EXERCISE TASK: Repeat all of these lines, switching each "Place a dot" to "Put a mark" and changing nothing else. Omit the pictures from your answer.

[Excerpts from a point labeling dataset]

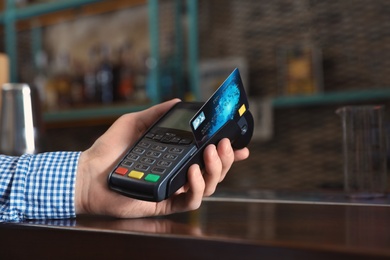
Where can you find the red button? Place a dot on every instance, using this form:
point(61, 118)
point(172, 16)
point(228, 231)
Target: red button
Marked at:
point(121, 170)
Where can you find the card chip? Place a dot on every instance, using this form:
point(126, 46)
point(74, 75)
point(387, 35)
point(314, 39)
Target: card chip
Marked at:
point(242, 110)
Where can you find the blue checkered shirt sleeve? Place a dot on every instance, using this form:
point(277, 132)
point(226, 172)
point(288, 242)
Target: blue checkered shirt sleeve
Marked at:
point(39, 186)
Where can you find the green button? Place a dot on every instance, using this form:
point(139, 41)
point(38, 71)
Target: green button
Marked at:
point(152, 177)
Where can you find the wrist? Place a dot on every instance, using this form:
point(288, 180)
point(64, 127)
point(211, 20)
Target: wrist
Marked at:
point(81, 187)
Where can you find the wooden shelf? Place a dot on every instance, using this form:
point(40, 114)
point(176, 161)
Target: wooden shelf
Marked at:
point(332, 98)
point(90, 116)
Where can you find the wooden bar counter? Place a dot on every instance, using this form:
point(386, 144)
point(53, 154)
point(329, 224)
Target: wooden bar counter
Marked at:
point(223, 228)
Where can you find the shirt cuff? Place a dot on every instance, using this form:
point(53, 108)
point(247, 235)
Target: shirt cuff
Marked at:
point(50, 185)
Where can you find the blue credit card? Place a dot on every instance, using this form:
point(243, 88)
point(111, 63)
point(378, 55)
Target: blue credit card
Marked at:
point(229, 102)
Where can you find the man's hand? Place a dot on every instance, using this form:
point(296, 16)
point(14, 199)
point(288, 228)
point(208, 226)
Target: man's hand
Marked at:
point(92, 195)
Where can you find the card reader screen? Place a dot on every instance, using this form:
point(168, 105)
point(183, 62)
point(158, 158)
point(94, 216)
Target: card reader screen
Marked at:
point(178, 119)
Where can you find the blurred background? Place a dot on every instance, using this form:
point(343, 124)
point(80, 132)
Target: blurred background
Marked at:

WRITTEN REPLY:
Where can you find the red button? Put a mark on every instance, using this form:
point(61, 118)
point(172, 16)
point(228, 231)
Target: red button
Marked at:
point(121, 170)
Where can you find the card chip? Put a mark on every instance, using this form:
point(126, 46)
point(74, 75)
point(387, 35)
point(314, 39)
Target: card chip
Marked at:
point(242, 110)
Where can you find the blue checkered shirt sleeve? Put a mark on every instance, using this form:
point(277, 132)
point(226, 172)
point(288, 242)
Target: blue checkered shirt sleeve
Marked at:
point(39, 186)
Where can you find the green button? Put a mark on every instance, using this form:
point(139, 41)
point(38, 71)
Target: green button
Marked at:
point(152, 177)
Where can you find the wrist? Put a mark on every instance, using this form:
point(288, 180)
point(64, 127)
point(211, 20)
Target: wrist
Marked at:
point(81, 187)
Where can you find the wooden shelf? Put a mark on every instance, using this form:
point(40, 114)
point(176, 161)
Target: wooden shelf
Marked at:
point(332, 98)
point(90, 116)
Where can you find the wooden bar counter? Put a mark on every instance, using this form:
point(386, 144)
point(53, 154)
point(329, 224)
Target: wooden bar counter
Marked at:
point(223, 228)
Where can you find the shirt cuff? Put a mark on every instance, using this form:
point(53, 108)
point(247, 235)
Target: shirt cuff
Marked at:
point(50, 185)
Where can you find the blue credit card? Put a mark on every instance, using this form:
point(243, 88)
point(111, 63)
point(378, 55)
Target: blue credit card
Marked at:
point(229, 102)
Where can you find the man's hand? Put a mark on every instance, using this form:
point(296, 16)
point(14, 199)
point(288, 228)
point(208, 226)
Target: man's hand
Marked at:
point(92, 195)
Where can you find the card reader screen? Put a mark on every instance, using this form:
point(168, 105)
point(183, 62)
point(158, 158)
point(94, 216)
Target: card reader screen
Marked at:
point(178, 119)
Where can you find the blurred background? Put a mark on every instance, using this form:
point(343, 124)
point(80, 132)
Target: blurred background
Marked at:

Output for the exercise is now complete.